# Provided passage:
___
= Stewarts & Lloyds =

British steel manufacturer

Stewarts & Lloyds was a steel tube manufacturer with its headquarters in Glasgow at 41 Oswald Street. The company was created in 1903 by the amalgamation of two of the largest iron and steel makers in Britain: A. & J. Stewart & Menzies, Coatbridge, North Lanarkshire, Scotland; and Lloyd & Lloyd, Birmingham, England.

== History ==
=== Stewart & Menzies Ltd ===
A. & J. Stewart & Menzies Ltd. was founded as A. & J. Stewart. Andrew Stewart was originally employed as a salesman by Eadies of Dalmarnock, South Lanarkshire, specialists in the manufacture of lap-welded and loose flange tubes. Stewart saw a market for gas pipe, but the company would not acknowledge his proposals. In 1860, Andrew set up business as a maker of butt-welded and lap-welded tubes, establishing a small works at St Enochs, Glasgow, taking his brother James into partnership in 1862. The company met with rapid success, and in 1867 moved to a large site at Coatbridge, North Lanarkshire, where it built the Clyde Tube Works. In 1882 the company was incorporated with limited liability as A. & J. Stewart Ltd.
___
# Stored rows:

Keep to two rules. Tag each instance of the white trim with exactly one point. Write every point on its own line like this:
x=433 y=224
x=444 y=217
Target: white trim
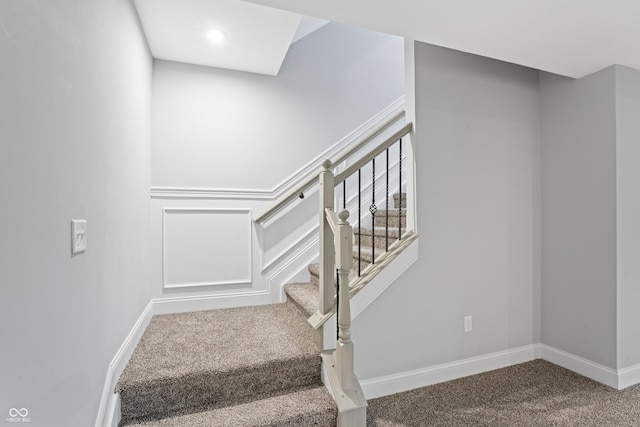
x=109 y=409
x=396 y=383
x=628 y=376
x=212 y=302
x=580 y=365
x=286 y=253
x=384 y=279
x=249 y=262
x=210 y=193
x=159 y=192
x=305 y=256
___
# Task instructions:
**1.** Count the lines in the rows that contain the string "white" and give only that number.
**2.** Proceed with the Stewarts & Lloyds history from the point where it stops.

# Response list:
**1.** 2

**2.**
In 1889 Andrew saw his sons set up their own business in Glasgow as tube manufacturers under the name of Stewart Brothers. In a rationalisation of the tube making industry in Scotland, A. & J. Stewart Ltd merged with Stewart Brothers and the Clydesdale Iron & Steel Company becoming A. & J. Stewart & Clydesdale Ltd. but in 1898, the company took on another new name when it acquired the business of James Menzies & Company becoming A. & J. Stewart & Menzies Ltd. From 1 January 1903 the company merged with English counterparts Lloyd & Lloyd Ltd.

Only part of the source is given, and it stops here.